Source document:
....................
[m-users.] Determinism issue with parser

Fabrice Nicol fabrnicol at gmail.com
Mon Jul 5 05:17:22 AEST 2021


Hi,
The latest conversation between emacstheviking and Zoltan about how the
compiler handles determinism in disjuncts is quite illuminating and useful
to learners, I think. I went through all this about a year ago when I began
learning Mercury more seriously and I think all learners do or will
experience such situations.
I think it would be a Good Idea to add a separate practical example to J.
Fondren's excellent crash course to drive the point home.
Perhaps it would also help to strongly underline that the way Mercury works
in disjuncts is a design consequence of the elimination of prolog cuts, and
not just a form of compiler blindness. I now that prolog is not the core
interest of the Mercury dev team but practically people tackling Mercury
are coming from a prolog experience and the prolog to Mercury transition
guide is a bit short on practical issues in this respect.
....................
Source excerpt:

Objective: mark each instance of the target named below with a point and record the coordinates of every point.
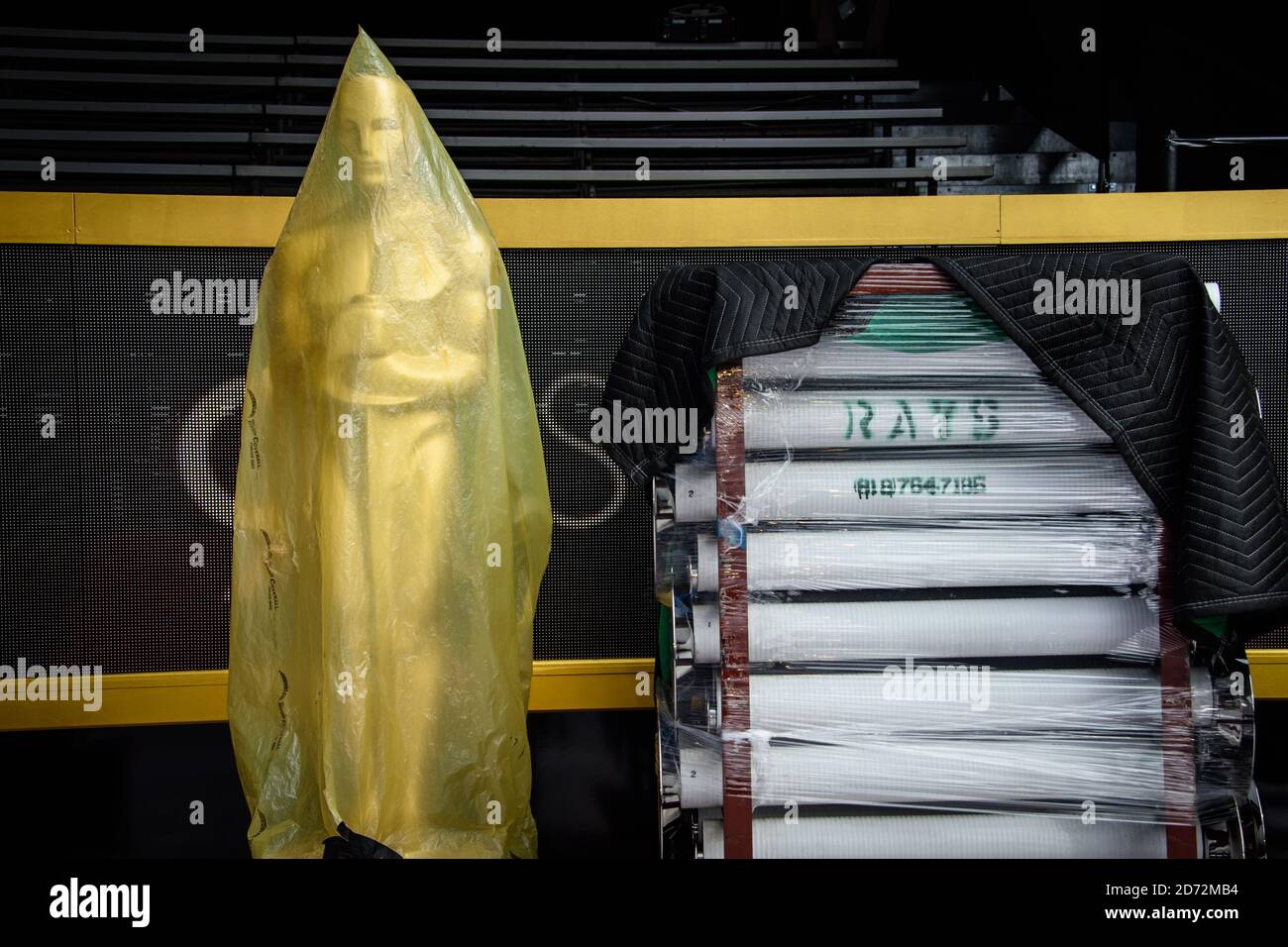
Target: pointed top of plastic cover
(377, 153)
....................
Given request 1:
Please translate this sentence from the post about parser determinism into Spanish: "The latest conversation between emacstheviking and Zoltan about how the compiler handles determinism in disjuncts is quite illuminating and useful to learners, I think."
Given request 2:
Transcribe the post about parser determinism, starting at "Fondren's excellent crash" and ending at "in this respect.".

Correct result 1:
La conversación más reciente entre emacstheviking y Zoltan sobre cómo el compilador maneja el determinismo en las disyunciones es bastante esclarecedora y útil para quienes están aprendiendo, creo.

Correct result 2:
Fondren's excellent crash course to drive the point home.
Perhaps it would also help to strongly underline that the way Mercury works
in disjuncts is a design consequence of the elimination of prolog cuts, and
not just a form of compiler blindness. I now that prolog is not the core
interest of the Mercury dev team but practically people tackling Mercury
are coming from a prolog experience and the prolog to Mercury transition
guide is a bit short on practical issues in this respect.